__Brief__
Continue the essay below on reincarnation and the stellar origin of the body's atoms, picking up right after its final sentence.

__Extract__

┏━━

DO I believe in reincarnation as Hindus and Buddhists do? As a lifelong Catholic, I have been indoctrinated not to believe it. But now, I’m open to it. Viewed from another perspective I believe that all of us get “reincarnated” somehow. Although maybe not as commonly and as traditionally perceived.
This thought struck me as I was watching a bad science-fiction movie on cable television where the lead character (supposedly an alien from another galaxy) says to the young mother whose son is apparently dead: “Your son did not die. He will come back to life. Nature wastes nothing.”
I was about to laugh at what I thought was atrocious dialogue, but then, I stopped when it dawned on me: Yes, that’s true! You don’t really die in a way; you just get reconstituted into something or someone else.
Science tells us the cells that make up our bodies come from the universe. In the final scene of the sci-fi film Gattaca, Ethan Hawke’s character Jerome says that every atom in our bodies was once part of a star. In his book entitled Cosmos, Carl Sagan explains at length how the matter we are made of comes from stars.
Your body contains trillions of atoms, of many different elements. There are atoms of hydrogen and oxygen, carbon and nitrogen, but your body also contains many atoms of calcium, nickel, potassium, iron, even gold! In all, there are 92 different types of atoms, most of which can be found in the molecules that make up the tissues of our body.
Since we know that when the universe formed, the only elements around were hydrogen and helium. Where did all these other types of atoms come from?
The answer is quite startling. All the atoms in your body, other than helium and hydrogen, were manufactured in the center of a supernova—a star that once existed, but destroyed itself in a gigantic explosion and spewed the heavy elements they created into the space around them.
In fact, science tells us that all of the heavier elements that went into forming the Earth, the ground, the biosphere came from this interstellar gas cloud. And so did all the elements in your body!
Right now, some of the elements such as oxygen, carbon, nitrogen, calcium or whatever that hold up our bodies may have even come from outer space—another planet or a star that has exploded. So yes, we are made of dead stars.
But some elements don’t have to come from a dead star. Some of the atoms may have come from another body that has died, decayed and disintegrated. In fact, so science tells us, throughout our life, our bodies are constantly changing, in the sense that the cells of our organs—heart, brain, intestines, liver, lungs, etc.—age, decay, and disintegrate and are replaced by new cells, new atoms, new elements derived from something or someone else.

┗━━

__Source data__
┏━━

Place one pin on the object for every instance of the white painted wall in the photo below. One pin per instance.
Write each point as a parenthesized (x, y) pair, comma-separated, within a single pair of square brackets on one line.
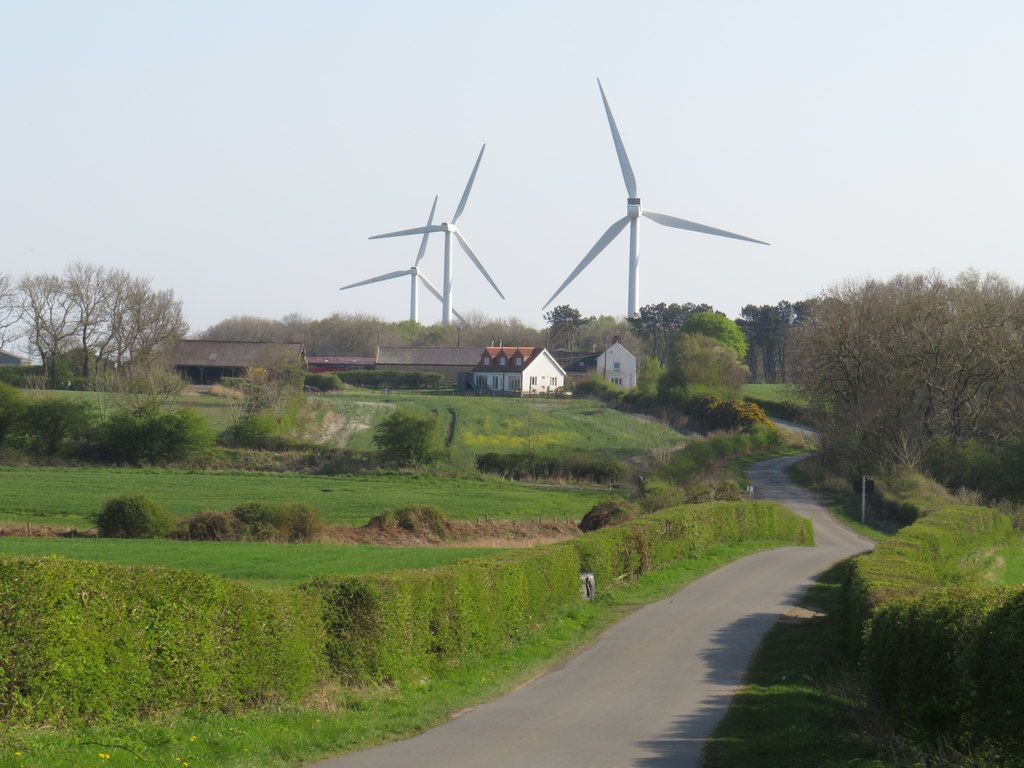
[(617, 365)]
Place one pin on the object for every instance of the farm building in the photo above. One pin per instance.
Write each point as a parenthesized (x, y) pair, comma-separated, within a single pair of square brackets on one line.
[(321, 365), (517, 371), (617, 365), (208, 361), (448, 360)]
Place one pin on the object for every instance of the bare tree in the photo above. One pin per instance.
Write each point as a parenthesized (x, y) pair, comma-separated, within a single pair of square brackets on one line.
[(49, 317)]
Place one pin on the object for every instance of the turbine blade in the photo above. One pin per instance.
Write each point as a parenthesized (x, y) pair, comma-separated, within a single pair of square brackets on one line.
[(469, 185), (624, 161), (423, 243), (378, 279), (610, 233), (416, 230), (472, 257), (430, 287), (695, 227)]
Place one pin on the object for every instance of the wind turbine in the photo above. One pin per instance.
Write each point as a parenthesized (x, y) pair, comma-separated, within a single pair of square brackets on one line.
[(450, 228), (416, 276), (632, 217)]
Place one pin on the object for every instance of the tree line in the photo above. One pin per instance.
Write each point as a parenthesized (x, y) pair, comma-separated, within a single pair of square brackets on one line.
[(87, 318)]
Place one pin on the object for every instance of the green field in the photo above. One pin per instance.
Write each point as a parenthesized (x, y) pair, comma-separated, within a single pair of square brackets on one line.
[(484, 424), (773, 393), (1007, 565), (271, 564), (71, 496)]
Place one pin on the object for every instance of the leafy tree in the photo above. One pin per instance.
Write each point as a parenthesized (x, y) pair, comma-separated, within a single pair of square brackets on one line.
[(717, 326), (404, 438)]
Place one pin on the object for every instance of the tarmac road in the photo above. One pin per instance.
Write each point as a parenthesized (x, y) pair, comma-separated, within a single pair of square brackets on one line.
[(653, 686)]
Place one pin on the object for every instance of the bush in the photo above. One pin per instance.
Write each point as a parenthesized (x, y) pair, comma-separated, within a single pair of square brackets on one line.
[(133, 516), (100, 642), (535, 466), (155, 438), (394, 379), (421, 518), (291, 522), (209, 526), (607, 512), (52, 425), (324, 382), (404, 438), (401, 626)]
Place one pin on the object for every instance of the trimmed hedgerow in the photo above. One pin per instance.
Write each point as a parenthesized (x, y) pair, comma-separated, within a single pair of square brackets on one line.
[(939, 646), (398, 627), (96, 641), (394, 379), (571, 466)]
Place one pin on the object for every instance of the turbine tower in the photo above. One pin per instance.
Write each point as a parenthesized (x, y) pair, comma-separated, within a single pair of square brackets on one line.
[(450, 229), (632, 217), (414, 273)]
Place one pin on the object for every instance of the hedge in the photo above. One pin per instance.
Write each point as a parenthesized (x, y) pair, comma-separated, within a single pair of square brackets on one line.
[(96, 641), (572, 466), (394, 379), (939, 646), (408, 625)]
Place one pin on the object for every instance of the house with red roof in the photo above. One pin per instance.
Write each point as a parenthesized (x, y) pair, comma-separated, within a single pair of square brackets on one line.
[(517, 371)]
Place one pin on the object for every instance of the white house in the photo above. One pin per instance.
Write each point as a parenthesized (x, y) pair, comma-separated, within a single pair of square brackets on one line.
[(517, 371), (617, 365)]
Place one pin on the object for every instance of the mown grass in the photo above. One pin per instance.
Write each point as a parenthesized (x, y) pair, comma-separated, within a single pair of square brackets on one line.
[(342, 720), (71, 496), (794, 709), (508, 424), (256, 562)]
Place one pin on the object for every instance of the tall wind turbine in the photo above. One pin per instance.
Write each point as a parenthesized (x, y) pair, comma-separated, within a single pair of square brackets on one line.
[(450, 229), (416, 276), (632, 217)]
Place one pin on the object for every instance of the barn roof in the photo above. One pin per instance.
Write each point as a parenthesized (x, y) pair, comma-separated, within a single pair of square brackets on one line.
[(227, 353), (461, 356)]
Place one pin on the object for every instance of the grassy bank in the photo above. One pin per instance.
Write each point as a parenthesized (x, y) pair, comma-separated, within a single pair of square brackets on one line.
[(257, 562), (71, 497), (340, 720)]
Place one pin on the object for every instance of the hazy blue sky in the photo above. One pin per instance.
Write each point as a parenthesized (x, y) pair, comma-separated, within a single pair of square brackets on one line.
[(241, 153)]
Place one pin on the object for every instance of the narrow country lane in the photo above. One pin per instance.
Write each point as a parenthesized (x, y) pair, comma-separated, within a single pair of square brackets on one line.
[(651, 689)]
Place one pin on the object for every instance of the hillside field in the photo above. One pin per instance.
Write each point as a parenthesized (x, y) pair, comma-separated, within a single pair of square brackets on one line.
[(71, 496), (258, 562), (484, 424)]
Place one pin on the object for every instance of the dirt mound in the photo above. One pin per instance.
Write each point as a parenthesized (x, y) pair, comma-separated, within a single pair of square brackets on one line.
[(607, 512)]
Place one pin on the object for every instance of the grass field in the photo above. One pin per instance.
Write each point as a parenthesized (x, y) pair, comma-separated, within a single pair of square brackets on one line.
[(1007, 565), (266, 564), (484, 424), (71, 497), (773, 393), (345, 719)]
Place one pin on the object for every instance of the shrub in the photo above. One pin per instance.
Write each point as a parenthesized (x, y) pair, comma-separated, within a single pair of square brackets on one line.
[(155, 438), (52, 425), (394, 379), (209, 526), (570, 466), (133, 516), (324, 382), (607, 512), (404, 438), (101, 642), (420, 518)]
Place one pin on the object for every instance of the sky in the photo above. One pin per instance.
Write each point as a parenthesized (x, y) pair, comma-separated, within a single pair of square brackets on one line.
[(242, 153)]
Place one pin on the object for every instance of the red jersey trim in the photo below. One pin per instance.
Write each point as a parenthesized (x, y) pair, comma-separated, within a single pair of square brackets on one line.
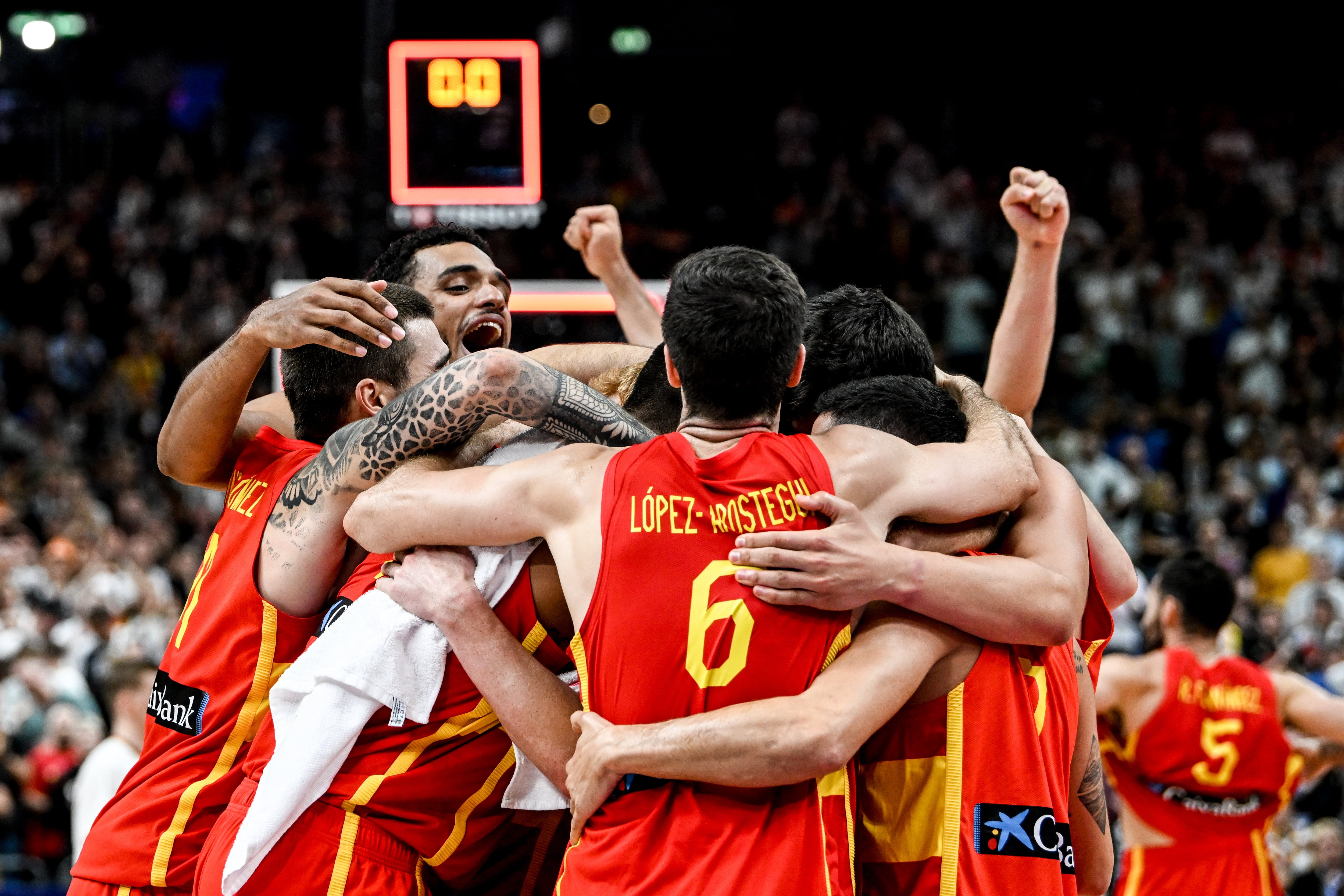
[(242, 727)]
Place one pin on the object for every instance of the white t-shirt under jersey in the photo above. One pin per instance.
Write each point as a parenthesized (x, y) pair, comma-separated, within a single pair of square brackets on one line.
[(97, 782)]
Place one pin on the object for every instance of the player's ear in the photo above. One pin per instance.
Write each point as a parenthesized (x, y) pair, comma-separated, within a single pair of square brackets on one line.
[(674, 378), (796, 377), (371, 397)]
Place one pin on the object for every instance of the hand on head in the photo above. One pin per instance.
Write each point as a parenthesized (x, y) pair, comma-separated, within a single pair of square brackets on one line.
[(303, 317), (1037, 206)]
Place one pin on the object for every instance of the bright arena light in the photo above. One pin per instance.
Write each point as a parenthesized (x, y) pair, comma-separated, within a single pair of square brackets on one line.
[(631, 42), (40, 35)]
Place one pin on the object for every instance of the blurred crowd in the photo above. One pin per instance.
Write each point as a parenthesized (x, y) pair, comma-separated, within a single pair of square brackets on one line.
[(1193, 393), (1198, 358), (113, 291)]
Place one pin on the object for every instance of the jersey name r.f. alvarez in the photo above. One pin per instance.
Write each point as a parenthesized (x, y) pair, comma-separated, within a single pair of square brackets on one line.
[(671, 633), (210, 694)]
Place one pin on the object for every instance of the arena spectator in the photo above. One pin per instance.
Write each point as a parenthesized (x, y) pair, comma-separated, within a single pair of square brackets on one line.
[(127, 692), (1279, 566)]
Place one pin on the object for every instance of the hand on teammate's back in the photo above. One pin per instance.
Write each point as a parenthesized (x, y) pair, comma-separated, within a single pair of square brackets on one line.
[(433, 584), (830, 569), (1037, 206), (596, 233), (587, 776), (303, 317)]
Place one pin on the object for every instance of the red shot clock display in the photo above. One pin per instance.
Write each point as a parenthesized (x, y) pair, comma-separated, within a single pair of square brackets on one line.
[(464, 123)]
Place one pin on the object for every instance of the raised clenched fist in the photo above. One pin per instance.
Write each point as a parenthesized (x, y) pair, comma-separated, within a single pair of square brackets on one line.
[(303, 317), (1037, 206), (596, 233)]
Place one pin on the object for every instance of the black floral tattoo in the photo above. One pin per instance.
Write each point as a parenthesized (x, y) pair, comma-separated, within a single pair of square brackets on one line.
[(445, 410), (1092, 792)]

┗━━

__Response area__
Think of this: The atoms of people who came before you could now be part of you and, therefore, in you. So the guy who proclaimed we are all part of the universe has a point, after all.
This is probably what led the poet Jane Hirshfield declare in her poem “My Proteins,” thus:
Ninety percent of my cells, they have discovered,
Are not my own person.
They are other beings inside me.
Nothing is lost. You die and your atoms become part of some living thing or human being in the future. After our bodies decompose, the atoms exist as nutrients in the ground. Eventually, a plant will soak up these nutrients, and the atoms become part of the plant. Then, another animal may eat the plant, and the atoms become part of the animal. Then that animal dies, and the process starts over again. This is called the “cycle of life.”
I read somewhere that this return to the system is so dramatic that every person alive has a substantial number of atoms in them that once belonged to Shakespeare or Rizal or Confucius.
In a sense, you come back to life.
Having said that, my Catholic upbringing has taught me to believe in a soul that is indestructible, that does not die, decay or disintegrate. But whatever, the indestructibility of the soul is just a bonus for me. Just the thought that my atoms now will later on be used to compose another life is assuring enough for me.
In death, let yourself be a part of what is called the great cycle of life and “reincarnated” as another form of life. Thus, you become—do I dare say it—immortal!